WORK ITEM — The answer must consist of every record, printed exactly as it stands.

*** Opening SOURCE DATA ***

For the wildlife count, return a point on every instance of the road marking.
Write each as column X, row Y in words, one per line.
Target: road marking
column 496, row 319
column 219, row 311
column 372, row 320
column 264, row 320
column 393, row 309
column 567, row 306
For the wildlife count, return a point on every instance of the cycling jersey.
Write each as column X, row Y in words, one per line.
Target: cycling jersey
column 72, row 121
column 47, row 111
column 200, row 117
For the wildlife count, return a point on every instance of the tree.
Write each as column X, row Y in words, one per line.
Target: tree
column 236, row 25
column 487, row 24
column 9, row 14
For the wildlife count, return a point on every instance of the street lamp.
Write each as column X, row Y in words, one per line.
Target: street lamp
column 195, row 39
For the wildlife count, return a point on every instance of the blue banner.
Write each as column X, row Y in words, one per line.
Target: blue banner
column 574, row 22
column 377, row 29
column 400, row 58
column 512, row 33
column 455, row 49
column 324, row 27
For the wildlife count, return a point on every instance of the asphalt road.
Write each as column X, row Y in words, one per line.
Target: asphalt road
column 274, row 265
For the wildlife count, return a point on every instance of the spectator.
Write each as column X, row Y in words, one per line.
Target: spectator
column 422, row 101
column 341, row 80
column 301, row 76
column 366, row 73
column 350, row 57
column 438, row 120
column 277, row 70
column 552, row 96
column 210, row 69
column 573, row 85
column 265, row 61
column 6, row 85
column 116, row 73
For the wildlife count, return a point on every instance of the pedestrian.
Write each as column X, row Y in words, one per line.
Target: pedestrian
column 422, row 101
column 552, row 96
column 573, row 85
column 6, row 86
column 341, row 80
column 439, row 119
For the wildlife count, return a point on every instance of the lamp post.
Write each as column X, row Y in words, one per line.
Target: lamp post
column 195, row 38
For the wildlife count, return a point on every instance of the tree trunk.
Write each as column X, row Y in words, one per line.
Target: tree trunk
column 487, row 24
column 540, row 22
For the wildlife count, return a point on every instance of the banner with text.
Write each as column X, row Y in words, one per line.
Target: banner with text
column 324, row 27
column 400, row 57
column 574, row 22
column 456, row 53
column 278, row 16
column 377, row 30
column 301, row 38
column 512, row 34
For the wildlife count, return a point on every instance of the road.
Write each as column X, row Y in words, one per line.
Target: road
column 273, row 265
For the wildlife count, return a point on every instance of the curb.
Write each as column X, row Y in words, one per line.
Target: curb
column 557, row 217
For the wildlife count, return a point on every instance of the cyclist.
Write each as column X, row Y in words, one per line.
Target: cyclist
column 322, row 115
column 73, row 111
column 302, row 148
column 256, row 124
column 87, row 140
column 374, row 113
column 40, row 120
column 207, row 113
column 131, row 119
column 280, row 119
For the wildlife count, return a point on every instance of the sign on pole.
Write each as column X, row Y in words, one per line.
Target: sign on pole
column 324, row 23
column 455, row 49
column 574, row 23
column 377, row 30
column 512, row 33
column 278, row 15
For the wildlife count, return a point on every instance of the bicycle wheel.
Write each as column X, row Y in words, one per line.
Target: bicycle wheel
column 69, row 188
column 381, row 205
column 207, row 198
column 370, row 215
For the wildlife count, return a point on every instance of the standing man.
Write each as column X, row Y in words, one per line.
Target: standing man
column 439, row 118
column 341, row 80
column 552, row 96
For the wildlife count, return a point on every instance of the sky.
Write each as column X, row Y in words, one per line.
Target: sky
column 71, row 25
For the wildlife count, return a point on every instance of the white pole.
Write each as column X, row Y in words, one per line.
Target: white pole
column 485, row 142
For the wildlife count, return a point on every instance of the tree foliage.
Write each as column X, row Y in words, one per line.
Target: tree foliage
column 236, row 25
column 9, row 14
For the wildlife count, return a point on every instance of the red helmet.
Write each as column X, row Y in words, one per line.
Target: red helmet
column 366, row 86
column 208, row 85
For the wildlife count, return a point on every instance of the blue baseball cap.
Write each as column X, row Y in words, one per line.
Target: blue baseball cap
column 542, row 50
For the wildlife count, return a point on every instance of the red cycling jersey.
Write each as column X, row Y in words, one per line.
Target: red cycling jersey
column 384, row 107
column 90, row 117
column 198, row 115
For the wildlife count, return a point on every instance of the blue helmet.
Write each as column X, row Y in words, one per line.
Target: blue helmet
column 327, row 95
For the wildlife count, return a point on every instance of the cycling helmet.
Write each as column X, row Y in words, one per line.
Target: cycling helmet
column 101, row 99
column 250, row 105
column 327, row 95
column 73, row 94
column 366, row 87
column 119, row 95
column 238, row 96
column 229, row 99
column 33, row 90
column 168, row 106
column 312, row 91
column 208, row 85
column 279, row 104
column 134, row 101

*** Closing SOURCE DATA ***

RESULT OF THIS EXERCISE —
For the wildlife count, return a point on every instance of the road marking.
Write each as column X, row Y in words, one per line.
Target: road marking
column 496, row 319
column 219, row 311
column 372, row 320
column 264, row 320
column 393, row 309
column 567, row 306
For the wildlife count, return a point on every instance of the cycling jersey.
Write each as column X, row Y in words, one per line.
Target: cycling jersey
column 72, row 121
column 47, row 111
column 200, row 117
For the wildlife count, return a point on every instance of the tree.
Write each as column X, row Y in words, one per line.
Target: tree
column 236, row 25
column 487, row 24
column 9, row 14
For the wildlife count, return a point on every instance of the street lamp.
Write each as column X, row Y in words, one per line.
Target: street lamp
column 195, row 39
For the wildlife count, return a point on every instance of the blue banner.
Write each as column X, row Y in words, one per line.
Target: blue banner
column 574, row 22
column 377, row 29
column 400, row 58
column 512, row 33
column 455, row 49
column 324, row 27
For the wildlife count, return a point on every instance of the asphalt road.
Write each as column X, row Y in words, one per line.
Target: asphalt road
column 274, row 265
For the wildlife count, return a point on every instance of the spectator.
Write each as column X, row Y in words, one per line.
Target: spectator
column 422, row 101
column 341, row 80
column 301, row 76
column 366, row 73
column 350, row 57
column 438, row 120
column 277, row 70
column 552, row 96
column 210, row 69
column 573, row 85
column 265, row 61
column 6, row 85
column 116, row 73
For the wildlife count, return a point on every instance of the pedestrian.
Write each as column X, row Y in words, one per line.
Target: pedestrian
column 422, row 101
column 552, row 96
column 573, row 85
column 6, row 86
column 341, row 80
column 439, row 119
For the wildlife count, return a point on every instance of the lamp post.
Write each as column X, row Y in words, one per line.
Target: lamp post
column 195, row 38
For the wildlife count, return a point on every instance of the tree trunk.
Write each as column X, row Y in words, one per line.
Target: tree trunk
column 487, row 24
column 540, row 22
For the wildlife count, return a point on every instance of the banner with text.
Write each as column X, row Y in words, one per line.
Target: banner with text
column 324, row 27
column 400, row 57
column 574, row 22
column 456, row 53
column 278, row 16
column 377, row 30
column 301, row 38
column 512, row 34
For the wildlife count, return a point on every instance of the road.
Write each as column X, row Y in words, one per line.
Target: road
column 273, row 265
For the wildlife count, return a point on every instance of the curb.
Write each as column X, row Y in words, one per line.
Target: curb
column 557, row 217
For the wildlife count, return a point on every instance of the cyclist.
Write each as column X, row Y in words, one per line.
Target: cyclist
column 322, row 115
column 73, row 111
column 302, row 148
column 256, row 124
column 87, row 140
column 374, row 113
column 40, row 120
column 207, row 113
column 131, row 119
column 280, row 119
For the wildlife count, return a point on every instance of the sign on pole.
Write each as column X, row Y in words, one per line.
Target: sign on pole
column 324, row 23
column 455, row 49
column 574, row 23
column 377, row 30
column 512, row 33
column 278, row 15
For the wildlife count, return a point on every instance of the bicycle wheel.
Write each as column X, row Y in words, one per line.
Target: bicycle wheel
column 69, row 188
column 381, row 205
column 207, row 198
column 370, row 215
For the wildlife count, return a point on every instance of the standing man.
Write each as column X, row Y in words, one per line.
Target: standing man
column 439, row 118
column 341, row 80
column 552, row 96
For the wildlife count, return a point on every instance of the sky.
Write each as column X, row Y in words, one per line.
Target: sky
column 71, row 25
For the wildlife count, return a point on every instance of the white pole.
Write each as column X, row Y in words, one per line.
Target: white pole
column 485, row 142
For the wildlife count, return a point on every instance of the tree foliage.
Write each as column X, row Y in words, one per line.
Target: tree foliage
column 236, row 25
column 9, row 14
For the wildlife count, return a point on every instance of the red helmet.
Write each as column X, row Y in words, one per line.
Target: red helmet
column 366, row 86
column 208, row 85
For the wildlife count, return a point on every instance of the blue baseball cap.
Write each as column X, row Y in words, one per line.
Target: blue baseball cap
column 542, row 50
For the wildlife count, return a point on every instance of the red cycling jersey.
Write each as column X, row Y in words, one per line.
Target: red cycling jersey
column 384, row 107
column 90, row 117
column 198, row 115
For the wildlife count, return a point on every instance of the blue helmet.
Write each as column X, row Y in words, one per line.
Target: blue helmet
column 327, row 95
For the wildlife count, return a point on every instance of the cycling helmet.
Write each as column X, row Y in words, one per line.
Target: cycling helmet
column 101, row 99
column 250, row 105
column 327, row 95
column 73, row 94
column 366, row 87
column 119, row 95
column 238, row 96
column 229, row 99
column 33, row 90
column 168, row 106
column 312, row 91
column 208, row 85
column 279, row 104
column 134, row 101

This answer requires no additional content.